▸ DOCUMENT SEGMENT:
## Begin

Hi all! I have a shell script that assigns Select ...
# ask-community
o
Hi all! I have a shell script that assigns Select permissions to the tables in my destination. It supposes to execute immediately after the Airtable sync is complete. Currently, the AirByte graph asset is connected directly to the dbt model. Which fails due to a lack of permissions after the sync. How should I link the Airbyte sources to the shell script, and connect the dbt model to it?
Hi @Dagster Jarred and @Tim Castillo, any chance you could look into this question, please? I could not find any examples for this scenario. Thanks.
y
cc @ben mind taking a look?
👍 1
🙏 1
b
Hi Ohad, currently I think the best approach is to create a Python asset which runs your shell script, and locate it in between your airbyte and dbt assets.
Copy code
@asset(non_argument_deps={
    AssetKey(["src_airbyte_table", "foobar"])
})
def transform_airbyte_tables():
    subprocess.check_output(["sh", "my_file.sh"])
Such an asset could look something like this
🙏 1
One other approach would be to subclass either the DBT resource or Airbyte resource to include your transformation logic in between the two runs
o
Thank you @ben I will give it a go.
b
Happy to elaborate more on either approach, let me know if I can help!
o
Hi @ben, I tried to add the following code. But I could not see any new link created on the UI. After executing these assets, I've inspected the logs, and it does not appear that the shell script was executed.
Copy code
@asset(non_argument_deps={
    AssetKey(["src_airtable__absence_reasons"])

## End

▸ SOURCE EXCERPT:
## Begin

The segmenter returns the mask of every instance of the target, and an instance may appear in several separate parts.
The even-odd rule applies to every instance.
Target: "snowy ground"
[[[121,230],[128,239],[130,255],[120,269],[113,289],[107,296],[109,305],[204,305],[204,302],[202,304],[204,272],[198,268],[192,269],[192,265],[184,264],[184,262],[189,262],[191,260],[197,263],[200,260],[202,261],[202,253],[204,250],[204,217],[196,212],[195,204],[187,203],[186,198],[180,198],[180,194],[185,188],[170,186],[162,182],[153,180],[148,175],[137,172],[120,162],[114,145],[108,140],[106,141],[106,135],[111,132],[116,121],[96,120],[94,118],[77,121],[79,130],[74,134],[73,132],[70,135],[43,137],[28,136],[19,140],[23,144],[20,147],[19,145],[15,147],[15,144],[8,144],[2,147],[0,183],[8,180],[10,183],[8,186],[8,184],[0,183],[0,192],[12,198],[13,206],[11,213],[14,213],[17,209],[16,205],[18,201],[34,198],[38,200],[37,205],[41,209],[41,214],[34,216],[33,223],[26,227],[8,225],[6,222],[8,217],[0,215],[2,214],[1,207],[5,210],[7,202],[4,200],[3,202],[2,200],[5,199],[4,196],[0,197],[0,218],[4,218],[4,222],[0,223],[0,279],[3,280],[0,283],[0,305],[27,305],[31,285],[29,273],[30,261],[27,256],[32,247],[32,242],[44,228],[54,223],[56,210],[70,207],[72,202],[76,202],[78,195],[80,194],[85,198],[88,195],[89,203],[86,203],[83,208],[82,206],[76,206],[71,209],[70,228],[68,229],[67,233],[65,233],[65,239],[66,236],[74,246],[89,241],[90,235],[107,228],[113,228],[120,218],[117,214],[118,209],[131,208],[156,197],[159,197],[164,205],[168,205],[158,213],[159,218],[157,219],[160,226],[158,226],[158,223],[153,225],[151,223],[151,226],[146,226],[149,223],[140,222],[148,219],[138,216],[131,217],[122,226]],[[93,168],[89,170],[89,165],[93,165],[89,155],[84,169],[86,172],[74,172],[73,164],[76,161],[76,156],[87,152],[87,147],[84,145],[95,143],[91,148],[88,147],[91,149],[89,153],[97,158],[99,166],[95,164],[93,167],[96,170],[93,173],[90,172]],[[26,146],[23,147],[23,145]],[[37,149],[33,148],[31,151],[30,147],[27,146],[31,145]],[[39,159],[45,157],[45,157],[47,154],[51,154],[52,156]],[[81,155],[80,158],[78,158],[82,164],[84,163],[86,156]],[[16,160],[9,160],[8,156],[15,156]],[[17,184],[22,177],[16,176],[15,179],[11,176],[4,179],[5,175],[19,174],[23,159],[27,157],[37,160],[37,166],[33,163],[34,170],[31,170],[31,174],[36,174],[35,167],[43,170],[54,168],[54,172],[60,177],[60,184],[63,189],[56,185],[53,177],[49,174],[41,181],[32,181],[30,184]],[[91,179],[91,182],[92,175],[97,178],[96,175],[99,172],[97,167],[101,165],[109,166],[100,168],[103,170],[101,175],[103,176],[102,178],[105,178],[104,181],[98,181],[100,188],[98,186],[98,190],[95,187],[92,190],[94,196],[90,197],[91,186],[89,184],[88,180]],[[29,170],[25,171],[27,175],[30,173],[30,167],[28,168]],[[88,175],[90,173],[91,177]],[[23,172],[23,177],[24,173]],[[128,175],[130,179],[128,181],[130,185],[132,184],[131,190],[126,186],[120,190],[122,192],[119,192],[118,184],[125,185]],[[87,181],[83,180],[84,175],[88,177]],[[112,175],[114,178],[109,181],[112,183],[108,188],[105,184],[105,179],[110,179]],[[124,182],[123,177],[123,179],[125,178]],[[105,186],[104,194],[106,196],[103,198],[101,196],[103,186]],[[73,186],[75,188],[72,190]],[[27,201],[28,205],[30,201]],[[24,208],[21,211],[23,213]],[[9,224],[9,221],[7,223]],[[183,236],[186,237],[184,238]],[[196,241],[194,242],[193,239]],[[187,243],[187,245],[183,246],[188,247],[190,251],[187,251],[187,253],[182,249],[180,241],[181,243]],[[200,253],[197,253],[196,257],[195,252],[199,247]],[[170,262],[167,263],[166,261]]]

## End

▸ SET EXERCISE A: Rewrite the part of the Dagster forum thread that begins with the words containing "Such an asset" and ends with "give it a go.", putting "extend" in place of "subclass".
▸ SET EXERCISE B: Continue the Dagster forum thread from its last line.

▸ TASK OUTPUT A:
Such an asset could look something like this
🙏 1
One other approach would be to extend either the DBT resource or Airbyte resource to include your transformation logic in between the two runs
o
Thank you @ben I will give it a go.

▸ TASK OUTPUT B:
})
def transform_airbyte_tables(airbyte_airtable_test_assets):
    subprocess.check_output(["sh", "grant_table_permissions.sh"])
b
Hi Ohad, you will need to include
transform_airbyte_tables
in your Dagster repository to have it appear in the UI and be executed, alongside the Airbyte/DBT assets - just want to make sure, is it in the repository?
if so you should be able to see it in the assets page in the UI
o
Sorry, but I'm still learning Dagster. How can I add it to my Repository? I've tried to add it to my assets definition, but I got an error.
b
What error are you seeing? that looks like the right place to put it to me (in the list after
airbyte_airtable_test_assets
)
o
I'm getting this error:
b
I see, it looks like the
AssetKey
we’re supplying to the asset doesn’t match the key of the Airbyte asset. If you click on the Airbyte asset in the UI (the top one in your screenshot), you should be able to see the asset key in the sidebar at the top. Here, for example, the asset key
airbyte / cloud_prod / onboarding_checklsit
corresponds to
AssetKey(["airbyte", "cloud_prod", "onboarding_checklist"])
Oh, on second glance, I also see that you have a parameter for your function - try removing that (
airbyte_airtable_test_assets
)
The
non_argument_deps
here is doing the work of telling Dagster that your new asset depends on the Airbyte asset - no need to also specify it as a parameter
👍 1
o
Thank you Ben 🙏 I think we are getting closer 🙂, this time, it didn't link the Shell with the dbt asset.
b
Great! This might be a little tricky so bear with me - DBT assets determine their upstream assets by parsing the model SQL files. What we’ll want to do is add in another dependency to your model through a commented-out line: In
mymodel.sql
Copy code
-- {{ source("transform_airbyte_tables", "transform_airbyte_tables") }}
Then, we’ll add a dummy entry to our sources file `sources.yml`:
Copy code
- name: transform_airbyte_tables
    tables:
      - name: transform_airbyte_tables
Finally, we’ll need to tweak our asset to add a “key prefix”:
Copy code
@asset(
    key_prefix="transform_airbyte_tables",
    non_argument_deps={
        AssetKey(["src_airbyte_table", "foobar"])
    }
)
def transform_airbyte_tables():
    ...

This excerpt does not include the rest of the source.